Repeat the entire listing exactly as written.
· · · · · · ·
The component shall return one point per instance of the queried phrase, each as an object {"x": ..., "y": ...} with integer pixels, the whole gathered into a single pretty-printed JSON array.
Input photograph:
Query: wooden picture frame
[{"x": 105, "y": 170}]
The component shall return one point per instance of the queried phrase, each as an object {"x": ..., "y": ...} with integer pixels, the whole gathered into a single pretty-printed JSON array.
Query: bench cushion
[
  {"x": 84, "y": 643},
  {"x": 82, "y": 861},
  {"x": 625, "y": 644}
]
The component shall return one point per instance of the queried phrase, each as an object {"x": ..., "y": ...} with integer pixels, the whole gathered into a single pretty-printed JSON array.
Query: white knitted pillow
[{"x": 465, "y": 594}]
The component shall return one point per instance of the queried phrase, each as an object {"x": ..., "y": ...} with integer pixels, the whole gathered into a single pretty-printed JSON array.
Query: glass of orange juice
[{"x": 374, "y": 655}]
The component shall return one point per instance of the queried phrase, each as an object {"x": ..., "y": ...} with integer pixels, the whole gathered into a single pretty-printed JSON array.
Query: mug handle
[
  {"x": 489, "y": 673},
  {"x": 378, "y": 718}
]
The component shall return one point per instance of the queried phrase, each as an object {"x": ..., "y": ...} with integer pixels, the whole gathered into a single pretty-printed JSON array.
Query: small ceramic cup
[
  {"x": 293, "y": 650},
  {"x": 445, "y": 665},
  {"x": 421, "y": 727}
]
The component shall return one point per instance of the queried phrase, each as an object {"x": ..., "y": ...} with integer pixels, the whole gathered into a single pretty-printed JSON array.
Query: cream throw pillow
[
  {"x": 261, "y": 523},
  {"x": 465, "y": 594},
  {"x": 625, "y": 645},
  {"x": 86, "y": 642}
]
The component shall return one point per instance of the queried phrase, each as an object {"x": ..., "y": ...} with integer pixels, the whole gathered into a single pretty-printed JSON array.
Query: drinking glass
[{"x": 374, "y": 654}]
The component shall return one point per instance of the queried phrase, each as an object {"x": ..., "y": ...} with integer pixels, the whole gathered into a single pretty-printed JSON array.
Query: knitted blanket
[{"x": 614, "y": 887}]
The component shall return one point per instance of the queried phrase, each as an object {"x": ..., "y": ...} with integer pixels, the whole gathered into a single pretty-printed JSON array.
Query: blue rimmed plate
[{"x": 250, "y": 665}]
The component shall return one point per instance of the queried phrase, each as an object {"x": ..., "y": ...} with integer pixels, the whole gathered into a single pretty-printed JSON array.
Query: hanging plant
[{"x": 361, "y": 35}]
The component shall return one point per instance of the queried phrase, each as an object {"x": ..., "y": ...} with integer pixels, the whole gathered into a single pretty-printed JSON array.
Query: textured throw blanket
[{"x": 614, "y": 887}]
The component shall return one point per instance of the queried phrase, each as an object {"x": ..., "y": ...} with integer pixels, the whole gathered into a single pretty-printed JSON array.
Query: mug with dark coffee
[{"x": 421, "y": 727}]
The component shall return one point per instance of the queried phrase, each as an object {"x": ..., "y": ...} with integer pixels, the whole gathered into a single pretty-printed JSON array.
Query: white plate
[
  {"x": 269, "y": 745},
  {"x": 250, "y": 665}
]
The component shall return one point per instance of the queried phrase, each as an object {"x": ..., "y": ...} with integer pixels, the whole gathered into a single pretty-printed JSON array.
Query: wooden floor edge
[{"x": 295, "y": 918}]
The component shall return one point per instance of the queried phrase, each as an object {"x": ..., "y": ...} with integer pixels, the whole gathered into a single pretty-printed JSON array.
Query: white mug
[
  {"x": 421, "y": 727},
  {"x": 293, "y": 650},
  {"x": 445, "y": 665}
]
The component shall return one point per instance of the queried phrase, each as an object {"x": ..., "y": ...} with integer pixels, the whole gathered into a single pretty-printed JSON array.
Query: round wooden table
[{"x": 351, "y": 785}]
· · · · · · ·
RESPONSE FOR THIS EXERCISE:
The component shall return one point per instance of the queried phrase, each as an object {"x": ..., "y": ...} with integer pixels, the whole gathered into a single pretty-printed JSON array.
Input photograph:
Query: wooden picture frame
[{"x": 105, "y": 170}]
The component shall return one point per instance of the queried phrase, each as an object {"x": ..., "y": ...} with integer pixels, the whole gathered into a single pretty-printed JSON array.
Query: bench cushion
[
  {"x": 84, "y": 643},
  {"x": 82, "y": 861},
  {"x": 625, "y": 644}
]
The component shall return one point per instance of the queried phrase, each as an object {"x": ..., "y": ...} with integer pixels, the whole gathered into a single pretty-printed JSON array.
Query: white knitted pillow
[{"x": 465, "y": 594}]
The component shall return one point per instance of the queried phrase, each as an object {"x": ..., "y": ...} with integer pixels, the whole gathered into a single pretty-printed JSON array.
Query: glass of orange juice
[{"x": 374, "y": 655}]
The component shall return one point per instance of the queried phrase, each as an object {"x": ..., "y": ...} with integer pixels, the whole gathered into a single pretty-printed JSON array.
Query: mug handle
[
  {"x": 489, "y": 673},
  {"x": 378, "y": 718}
]
The component shall return one point per instance of the queried phrase, each as an object {"x": ..., "y": ...} with integer pixels, the whole gathered into a single pretty-printed JSON array.
Query: small ceramic cup
[
  {"x": 293, "y": 650},
  {"x": 445, "y": 665},
  {"x": 421, "y": 727}
]
The component shall return one point per instance of the queried phrase, each as an object {"x": ..., "y": ...} with integer pixels, the whole gathered into a single pretty-printed JSON array.
Query: cream throw pillow
[
  {"x": 261, "y": 523},
  {"x": 465, "y": 594},
  {"x": 625, "y": 645},
  {"x": 86, "y": 642}
]
The component shall return one point per instance of the queried phrase, each as an object {"x": ..., "y": ...} with integer pixels, the whole gathered into a single pretty-printed JSON array.
Query: drinking glass
[{"x": 374, "y": 654}]
The component shall return one point per instance of the queried phrase, each as an object {"x": ..., "y": ...} with integer pixels, the whole gathered into a single pretty-printed JSON array.
Query: knitted blanket
[{"x": 614, "y": 887}]
The component shall return one point per instance of the queried phrase, each as an object {"x": ..., "y": ...} with integer pixels, the whole gathered into a single pretty-printed JSON array.
Query: blue rimmed plate
[{"x": 250, "y": 665}]
The component shall return one point per instance of the queried phrase, each as an object {"x": ..., "y": ...} with integer pixels, the whole gathered into a single pretty-printed JSON array.
Query: hanging plant
[{"x": 361, "y": 35}]
The component shall return one point per instance of the queried phrase, each as an object {"x": ..., "y": ...} with integer pixels, the whole gathered into a single pretty-printed JSON array.
Query: textured throw blanket
[{"x": 614, "y": 887}]
The component shall return one point per instance of the queried phrase, each as an object {"x": ..., "y": ...} with integer pixels, the whole gathered into a single pretty-printed JSON array.
Query: mug with dark coffee
[{"x": 421, "y": 727}]
The component shall return one point per instance of the queried phrase, each as an object {"x": ..., "y": ...} with integer pixels, the whole gathered into a single pretty-printed JSON array.
Query: white plate
[
  {"x": 269, "y": 745},
  {"x": 250, "y": 665}
]
The component shall return one point per instance of the queried phrase, each as an object {"x": ..., "y": ...} with integer pixels, the whole gathered into a single pretty-printed JSON array.
Query: wooden floor edge
[{"x": 295, "y": 918}]
The component shall return one point per instance of the queried phrase, each as an object {"x": ..., "y": ...} with integer pixels, the whole gathered into a single pretty-printed JSON array.
Query: white mug
[
  {"x": 421, "y": 727},
  {"x": 293, "y": 650},
  {"x": 445, "y": 665}
]
The component shall return one point per instance of the queried phrase, each as an object {"x": ..., "y": ...} with integer pixels, the whole gathered into a single pretty-printed JSON array.
Query: round wooden table
[{"x": 351, "y": 785}]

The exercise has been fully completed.